Условие задачи: Какое эссе Борхеса названо в отрывке о двойственности современности?

━━━ Выбранный отрывок ━━━

Современность двойственна: она пытается возвести свою генеалогию к собственному прошлому и одновременно отрицает необходимость для себя генеалогии как таковой. Художественный авангард XX века в своем начале еще сильнее обнажил эту двойственность: сбрасывая с корабля современности прошлое, он одновременно пытается нащупать предшественников, причем в самых случайных и нелогичных, казалось бы, контекстах, за пределами самого́ механизма «близорукости». Современность не доверяет прошлому, даже своему собственному, но оказаться в ситуации «чистого настоящего» или даже «чистого будущего» боится. Отсюда попытки, к примеру, сюрреалистов составить список собственных великих – совершенно случайных – предшественников. Все кончается не взрывом, но убийственной иронией у Борхеса в эссе «Кафка и его предшественники» и его же мнимыми литературно-философскими родословными[7]. Борьба с «кошмаром традиций прошлых поколений» (с. 119) через его отрицание и попытку установить над ним власть посредством произвольного точечного выбора своих предшественников кончается полной мистификацией прошлого, окончательным лишением его любого смысла, кроме, разве что, декоративного (как у того же Борхеса, а в худшем случае, как у его эпигонов типа Милорада Павича).

━━━ Представленные данные ━━━

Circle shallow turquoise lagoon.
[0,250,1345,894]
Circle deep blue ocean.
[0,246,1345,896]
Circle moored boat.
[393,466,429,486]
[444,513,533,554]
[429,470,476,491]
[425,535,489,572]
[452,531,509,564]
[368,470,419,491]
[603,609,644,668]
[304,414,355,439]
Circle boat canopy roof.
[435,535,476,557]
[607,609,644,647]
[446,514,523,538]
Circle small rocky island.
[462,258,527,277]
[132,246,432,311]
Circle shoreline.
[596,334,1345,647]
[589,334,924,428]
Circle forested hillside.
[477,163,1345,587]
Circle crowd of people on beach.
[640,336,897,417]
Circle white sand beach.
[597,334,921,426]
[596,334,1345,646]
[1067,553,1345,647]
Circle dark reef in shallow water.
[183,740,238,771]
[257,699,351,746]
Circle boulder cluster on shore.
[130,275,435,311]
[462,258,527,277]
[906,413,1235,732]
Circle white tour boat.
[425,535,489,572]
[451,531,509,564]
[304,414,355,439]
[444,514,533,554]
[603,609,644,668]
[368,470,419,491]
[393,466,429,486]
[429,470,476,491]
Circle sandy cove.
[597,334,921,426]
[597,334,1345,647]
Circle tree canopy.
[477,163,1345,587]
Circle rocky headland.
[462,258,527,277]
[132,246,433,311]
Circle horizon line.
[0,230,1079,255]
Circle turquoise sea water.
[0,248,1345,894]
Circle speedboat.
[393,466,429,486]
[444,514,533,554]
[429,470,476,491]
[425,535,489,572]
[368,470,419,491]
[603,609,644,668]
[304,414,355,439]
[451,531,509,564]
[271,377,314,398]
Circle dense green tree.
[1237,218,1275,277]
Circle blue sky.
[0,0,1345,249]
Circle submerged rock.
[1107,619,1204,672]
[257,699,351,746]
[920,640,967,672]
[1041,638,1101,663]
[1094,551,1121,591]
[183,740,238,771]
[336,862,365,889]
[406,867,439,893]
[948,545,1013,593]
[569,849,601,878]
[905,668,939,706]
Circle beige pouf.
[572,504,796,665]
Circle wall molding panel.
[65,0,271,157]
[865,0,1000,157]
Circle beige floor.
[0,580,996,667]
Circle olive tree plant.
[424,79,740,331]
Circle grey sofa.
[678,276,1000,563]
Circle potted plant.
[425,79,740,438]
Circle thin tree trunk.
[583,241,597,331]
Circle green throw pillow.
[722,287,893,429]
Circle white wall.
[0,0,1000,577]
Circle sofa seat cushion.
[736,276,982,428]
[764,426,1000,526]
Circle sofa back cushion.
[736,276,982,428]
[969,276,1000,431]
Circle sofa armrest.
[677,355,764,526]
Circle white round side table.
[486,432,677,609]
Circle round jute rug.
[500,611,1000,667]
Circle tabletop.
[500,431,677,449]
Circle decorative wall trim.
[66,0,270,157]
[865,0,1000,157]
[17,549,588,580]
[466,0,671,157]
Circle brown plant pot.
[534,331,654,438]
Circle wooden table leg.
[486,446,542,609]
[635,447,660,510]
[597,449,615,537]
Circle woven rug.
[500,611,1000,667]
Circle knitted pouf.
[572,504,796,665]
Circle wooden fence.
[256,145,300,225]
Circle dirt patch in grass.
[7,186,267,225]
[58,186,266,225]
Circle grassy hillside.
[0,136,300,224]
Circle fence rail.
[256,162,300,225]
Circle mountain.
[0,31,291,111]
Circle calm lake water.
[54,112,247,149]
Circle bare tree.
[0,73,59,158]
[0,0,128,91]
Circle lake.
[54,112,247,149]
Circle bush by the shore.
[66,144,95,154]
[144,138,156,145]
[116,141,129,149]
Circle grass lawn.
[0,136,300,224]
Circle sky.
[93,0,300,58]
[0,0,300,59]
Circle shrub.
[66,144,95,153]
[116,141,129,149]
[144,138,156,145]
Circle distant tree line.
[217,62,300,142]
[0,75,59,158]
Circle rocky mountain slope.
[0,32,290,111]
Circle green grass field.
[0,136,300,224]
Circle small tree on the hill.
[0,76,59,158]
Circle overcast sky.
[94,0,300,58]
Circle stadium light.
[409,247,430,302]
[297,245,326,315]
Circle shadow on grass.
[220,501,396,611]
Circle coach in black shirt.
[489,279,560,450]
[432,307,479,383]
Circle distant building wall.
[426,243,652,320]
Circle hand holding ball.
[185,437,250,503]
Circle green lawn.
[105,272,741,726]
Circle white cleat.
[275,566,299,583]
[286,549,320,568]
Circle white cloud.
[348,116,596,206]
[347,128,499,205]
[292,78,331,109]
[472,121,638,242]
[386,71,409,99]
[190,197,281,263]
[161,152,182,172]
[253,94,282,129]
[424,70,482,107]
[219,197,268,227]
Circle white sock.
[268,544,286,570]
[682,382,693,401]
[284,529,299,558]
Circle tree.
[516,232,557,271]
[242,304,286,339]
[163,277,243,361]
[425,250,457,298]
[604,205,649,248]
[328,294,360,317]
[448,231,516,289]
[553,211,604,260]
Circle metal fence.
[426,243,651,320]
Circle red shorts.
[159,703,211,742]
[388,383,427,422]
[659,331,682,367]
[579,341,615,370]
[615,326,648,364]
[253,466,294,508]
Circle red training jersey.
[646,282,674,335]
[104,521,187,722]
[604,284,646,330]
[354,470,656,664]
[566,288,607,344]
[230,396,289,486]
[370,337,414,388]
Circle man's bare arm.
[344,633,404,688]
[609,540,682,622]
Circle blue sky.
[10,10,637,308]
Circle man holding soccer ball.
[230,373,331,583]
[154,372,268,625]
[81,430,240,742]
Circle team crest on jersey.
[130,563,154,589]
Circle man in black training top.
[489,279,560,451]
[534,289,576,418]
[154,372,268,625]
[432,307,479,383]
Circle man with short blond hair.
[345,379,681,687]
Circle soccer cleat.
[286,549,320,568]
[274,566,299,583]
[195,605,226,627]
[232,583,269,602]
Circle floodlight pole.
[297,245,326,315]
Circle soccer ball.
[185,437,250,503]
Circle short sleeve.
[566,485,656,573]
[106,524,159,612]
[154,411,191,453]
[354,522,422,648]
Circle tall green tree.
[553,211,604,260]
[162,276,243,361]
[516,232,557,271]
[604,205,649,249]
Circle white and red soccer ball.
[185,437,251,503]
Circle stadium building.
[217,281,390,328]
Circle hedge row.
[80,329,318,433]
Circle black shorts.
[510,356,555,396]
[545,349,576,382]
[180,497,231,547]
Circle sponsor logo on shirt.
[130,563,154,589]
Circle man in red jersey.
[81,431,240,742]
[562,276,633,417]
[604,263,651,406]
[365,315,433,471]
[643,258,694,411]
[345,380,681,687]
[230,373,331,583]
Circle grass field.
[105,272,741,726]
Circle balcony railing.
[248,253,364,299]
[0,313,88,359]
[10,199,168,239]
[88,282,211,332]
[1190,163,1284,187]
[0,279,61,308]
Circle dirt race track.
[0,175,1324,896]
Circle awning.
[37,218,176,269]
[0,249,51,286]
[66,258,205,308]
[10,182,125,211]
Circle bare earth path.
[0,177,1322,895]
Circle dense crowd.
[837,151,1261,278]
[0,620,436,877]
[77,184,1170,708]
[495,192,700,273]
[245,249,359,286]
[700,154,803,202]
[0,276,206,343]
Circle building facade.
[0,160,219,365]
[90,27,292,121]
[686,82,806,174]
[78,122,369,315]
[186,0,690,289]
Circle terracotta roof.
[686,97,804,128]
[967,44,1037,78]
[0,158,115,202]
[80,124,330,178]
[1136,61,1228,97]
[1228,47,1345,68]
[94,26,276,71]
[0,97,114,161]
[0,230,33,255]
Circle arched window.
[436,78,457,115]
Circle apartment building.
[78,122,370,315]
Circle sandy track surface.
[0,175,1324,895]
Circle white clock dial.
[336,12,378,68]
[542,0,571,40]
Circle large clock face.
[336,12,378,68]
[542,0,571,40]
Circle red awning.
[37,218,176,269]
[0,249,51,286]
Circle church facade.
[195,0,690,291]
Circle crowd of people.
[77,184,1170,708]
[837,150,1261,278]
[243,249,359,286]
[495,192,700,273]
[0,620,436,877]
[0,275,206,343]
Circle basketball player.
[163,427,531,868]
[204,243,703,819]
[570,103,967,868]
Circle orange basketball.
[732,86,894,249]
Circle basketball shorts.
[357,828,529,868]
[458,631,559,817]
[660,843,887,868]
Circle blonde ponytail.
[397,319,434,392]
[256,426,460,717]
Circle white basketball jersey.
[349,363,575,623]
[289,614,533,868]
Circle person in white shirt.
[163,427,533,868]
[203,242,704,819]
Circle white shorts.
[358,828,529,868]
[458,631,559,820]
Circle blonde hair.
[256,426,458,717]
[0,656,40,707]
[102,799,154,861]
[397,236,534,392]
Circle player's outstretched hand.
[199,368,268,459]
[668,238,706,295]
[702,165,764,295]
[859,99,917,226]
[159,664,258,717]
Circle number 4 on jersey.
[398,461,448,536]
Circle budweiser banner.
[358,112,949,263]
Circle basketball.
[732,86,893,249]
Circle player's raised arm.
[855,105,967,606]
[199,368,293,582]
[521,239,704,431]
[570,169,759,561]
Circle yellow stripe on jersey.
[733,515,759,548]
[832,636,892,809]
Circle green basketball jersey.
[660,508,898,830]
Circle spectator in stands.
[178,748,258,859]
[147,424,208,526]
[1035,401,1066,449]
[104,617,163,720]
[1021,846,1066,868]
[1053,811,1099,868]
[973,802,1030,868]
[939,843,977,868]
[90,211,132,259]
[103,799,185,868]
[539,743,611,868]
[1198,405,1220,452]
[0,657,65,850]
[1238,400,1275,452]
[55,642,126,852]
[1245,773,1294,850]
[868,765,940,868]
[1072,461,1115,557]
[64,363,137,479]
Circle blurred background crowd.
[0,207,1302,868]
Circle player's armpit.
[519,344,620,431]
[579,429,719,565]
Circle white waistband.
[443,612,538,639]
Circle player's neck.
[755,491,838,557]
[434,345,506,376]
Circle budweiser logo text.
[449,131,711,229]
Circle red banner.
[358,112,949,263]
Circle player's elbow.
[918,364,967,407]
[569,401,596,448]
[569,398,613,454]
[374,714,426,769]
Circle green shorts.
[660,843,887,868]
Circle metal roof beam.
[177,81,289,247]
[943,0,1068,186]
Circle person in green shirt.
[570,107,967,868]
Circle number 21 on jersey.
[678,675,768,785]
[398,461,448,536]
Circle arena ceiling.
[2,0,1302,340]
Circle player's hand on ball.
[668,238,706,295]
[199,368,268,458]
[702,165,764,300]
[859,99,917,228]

━━━

Итог упражнения: «Кафка и его предшественники».